PROBLEM STATEMENT
Each record below needs to be reproduced precisely, though not its pictures.

RECORD EXCERPTS
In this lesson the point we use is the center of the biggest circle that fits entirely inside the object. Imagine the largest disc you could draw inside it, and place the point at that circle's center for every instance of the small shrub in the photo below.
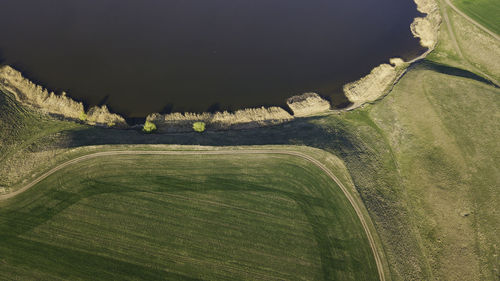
(83, 116)
(199, 127)
(149, 127)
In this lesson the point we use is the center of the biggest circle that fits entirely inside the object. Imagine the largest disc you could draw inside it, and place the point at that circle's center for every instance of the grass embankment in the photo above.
(424, 159)
(486, 12)
(183, 217)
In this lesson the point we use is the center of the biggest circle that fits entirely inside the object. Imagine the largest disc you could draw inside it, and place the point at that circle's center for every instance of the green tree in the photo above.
(199, 127)
(149, 127)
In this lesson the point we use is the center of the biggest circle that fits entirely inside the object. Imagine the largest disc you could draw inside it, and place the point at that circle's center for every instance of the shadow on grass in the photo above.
(454, 71)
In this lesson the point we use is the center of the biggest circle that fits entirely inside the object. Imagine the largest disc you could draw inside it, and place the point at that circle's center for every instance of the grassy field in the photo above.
(424, 160)
(486, 12)
(206, 217)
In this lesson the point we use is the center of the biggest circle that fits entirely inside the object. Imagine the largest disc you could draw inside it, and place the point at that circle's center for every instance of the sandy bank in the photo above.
(381, 79)
(306, 104)
(367, 89)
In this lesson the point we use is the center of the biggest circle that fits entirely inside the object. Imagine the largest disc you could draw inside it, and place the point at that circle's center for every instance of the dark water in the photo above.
(143, 56)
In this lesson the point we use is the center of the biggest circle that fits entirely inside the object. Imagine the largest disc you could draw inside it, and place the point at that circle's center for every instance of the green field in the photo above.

REPLY TO THE EXERCISE
In this lesson the point we use is the center of the biggest circle that fits entirely inside the object. Imagine the largest disc you could draw inside it, and place the point at that circle's center for every instance of the small shrub in the photo below.
(83, 116)
(199, 127)
(149, 127)
In this lesson the point we use is the center of the biggest circle that fits entirely inside the object. Imagine the largest disc you could draw inside it, and place the point at that circle's center for every instance of the grass embankment in the photo above.
(424, 159)
(486, 12)
(183, 217)
In this lesson the point we use is the center of the biggest circle that fits entirely inside the object. Imagine the largest disc you could draw inside it, and place the point at that circle's center for every instance of the green tree in the photo above.
(199, 127)
(149, 127)
In this lesson the point we use is the center of the biggest circle that fits entirely inside the object. Imagine the largest disc you could draw inside it, and place the point at that circle's center for every instance of the shadow on grass in the photo above.
(454, 71)
In this lesson the point we use is the center of the biggest circle that fits entirely inside the object. Imagine the largest disc you could draw inside it, and place the point at that circle's center for every instance of the grassy field in the photo above.
(424, 160)
(486, 12)
(206, 217)
In this lesson the point we use is the center of the biggest circle that fits entirely inside the object. Imagine the largest disc you could draw inside it, and place the point at that circle's center for every instance of the sandy bank in the photo above.
(381, 79)
(306, 104)
(367, 89)
In this lesson the point we use is the center of the biggest circle that fits entirely inside the object. Imagine the largest disc you could draw inside it, and place the point at that circle's center for every instance of the dark water in the photo above.
(143, 56)
In this lesson the point we use is the center of the biggest circle that fits entirely inside the object. Imagine the largest disc you could draw inside it, and place the point at that circle's center for every instance of the green field in the photo above.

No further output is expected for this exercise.